### EXCERTO SELECIONADO:
◆ ◆ ◆
A Mm.ª Juiz considerou, tal como a entidade recorrida e o Ministério Público, que a notificação se operou em 24 de Março, data em que a carta foi entregue nos serviços da recorrente. Esta pretende que a notificação se operou apenas em 27 de Março, com a alegação de que só nesta data chegou ao conhecimento do legal representante da sociedade.
Na defesa do seu ponto de vista, a recorrente aduz que a notificação não foi dirigida para a sua sede e esgrime algumas regras atinentes à disciplina da distribuição postal.
Não creio que assista razão à recorrente.
◆ ◆ ◆
### DADOS APRESENTADOS:
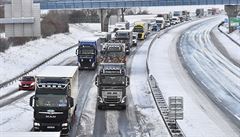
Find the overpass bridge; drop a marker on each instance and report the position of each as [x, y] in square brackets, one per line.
[107, 7]
[98, 4]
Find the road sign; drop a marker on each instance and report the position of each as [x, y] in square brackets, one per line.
[22, 19]
[175, 107]
[235, 20]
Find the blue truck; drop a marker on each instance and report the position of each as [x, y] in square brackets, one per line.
[87, 52]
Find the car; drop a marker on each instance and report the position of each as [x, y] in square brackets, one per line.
[27, 83]
[168, 23]
[134, 39]
[155, 27]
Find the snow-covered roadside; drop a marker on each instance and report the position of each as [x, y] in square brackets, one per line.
[234, 35]
[16, 60]
[14, 115]
[201, 117]
[150, 120]
[230, 47]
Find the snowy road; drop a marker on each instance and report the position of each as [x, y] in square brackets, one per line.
[202, 118]
[212, 69]
[139, 119]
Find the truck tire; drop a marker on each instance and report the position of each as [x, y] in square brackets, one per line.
[100, 107]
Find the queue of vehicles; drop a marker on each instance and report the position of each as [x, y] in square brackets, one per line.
[56, 87]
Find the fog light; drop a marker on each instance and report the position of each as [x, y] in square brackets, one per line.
[64, 124]
[36, 124]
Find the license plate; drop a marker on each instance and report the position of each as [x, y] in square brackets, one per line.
[51, 127]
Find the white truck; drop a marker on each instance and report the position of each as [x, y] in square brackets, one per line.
[141, 28]
[55, 98]
[30, 134]
[112, 82]
[160, 21]
[121, 26]
[125, 36]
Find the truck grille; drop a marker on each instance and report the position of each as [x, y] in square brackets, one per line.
[112, 96]
[112, 99]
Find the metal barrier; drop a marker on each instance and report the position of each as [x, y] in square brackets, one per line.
[172, 126]
[227, 34]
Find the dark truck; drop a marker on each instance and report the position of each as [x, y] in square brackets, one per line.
[112, 82]
[125, 36]
[87, 53]
[55, 99]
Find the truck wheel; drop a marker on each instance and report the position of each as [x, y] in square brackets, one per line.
[123, 107]
[100, 107]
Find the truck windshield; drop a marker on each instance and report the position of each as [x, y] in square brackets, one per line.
[159, 21]
[50, 100]
[122, 35]
[112, 80]
[86, 51]
[176, 14]
[138, 29]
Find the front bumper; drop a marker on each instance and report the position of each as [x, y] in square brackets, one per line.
[119, 104]
[38, 126]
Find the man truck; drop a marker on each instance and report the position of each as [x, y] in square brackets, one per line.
[87, 53]
[113, 52]
[55, 98]
[141, 28]
[112, 82]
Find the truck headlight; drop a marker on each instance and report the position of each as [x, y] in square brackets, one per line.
[36, 124]
[123, 99]
[64, 124]
[100, 99]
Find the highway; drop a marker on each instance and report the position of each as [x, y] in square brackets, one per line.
[174, 80]
[185, 62]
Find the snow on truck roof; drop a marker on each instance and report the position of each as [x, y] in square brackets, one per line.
[58, 71]
[89, 39]
[30, 134]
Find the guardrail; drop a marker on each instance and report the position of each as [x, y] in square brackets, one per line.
[12, 80]
[227, 34]
[172, 125]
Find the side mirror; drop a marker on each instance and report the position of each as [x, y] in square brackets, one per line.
[127, 81]
[96, 80]
[76, 51]
[70, 102]
[31, 101]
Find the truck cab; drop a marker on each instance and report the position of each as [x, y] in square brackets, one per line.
[142, 29]
[54, 102]
[112, 82]
[87, 53]
[113, 53]
[125, 36]
[161, 22]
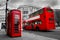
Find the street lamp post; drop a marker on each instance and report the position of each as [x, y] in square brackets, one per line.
[6, 10]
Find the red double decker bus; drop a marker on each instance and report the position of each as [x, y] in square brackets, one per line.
[42, 19]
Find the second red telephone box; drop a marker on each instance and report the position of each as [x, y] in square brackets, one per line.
[14, 23]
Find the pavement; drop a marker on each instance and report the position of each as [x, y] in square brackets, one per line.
[28, 35]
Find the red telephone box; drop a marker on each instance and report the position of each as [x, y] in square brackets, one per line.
[14, 23]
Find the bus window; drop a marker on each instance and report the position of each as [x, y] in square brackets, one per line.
[40, 11]
[49, 10]
[51, 19]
◆ ◆ ◆
### INSTRUÇÕES DAS TAREFAS:
1. Indique todas as entidades que, segundo o excerto, consideraram que a notificação se operou em 24 de Março.
2. Extraia do excerto o trecho que abre com as palavras que contêm "A Mm.ª Juiz" e fecha com "razão à recorrente.".

### RESPOSTAS POR ORDEM:
1. A Mm.ª Juiz, a entidade recorrida e o Ministério Público.

2.
A Mm.ª Juiz considerou, tal como a entidade recorrida e o Ministério Público, que a notificação se operou em 24 de Março, data em que a carta foi entregue nos serviços da recorrente. Esta pretende que a notificação se operou apenas em 27 de Março, com a alegação de que só nesta data chegou ao conhecimento do legal representante da sociedade.
Na defesa do seu ponto de vista, a recorrente aduz que a notificação não foi dirigida para a sua sede e esgrime algumas regras atinentes à disciplina da distribuição postal.
Não creio que assista razão à recorrente.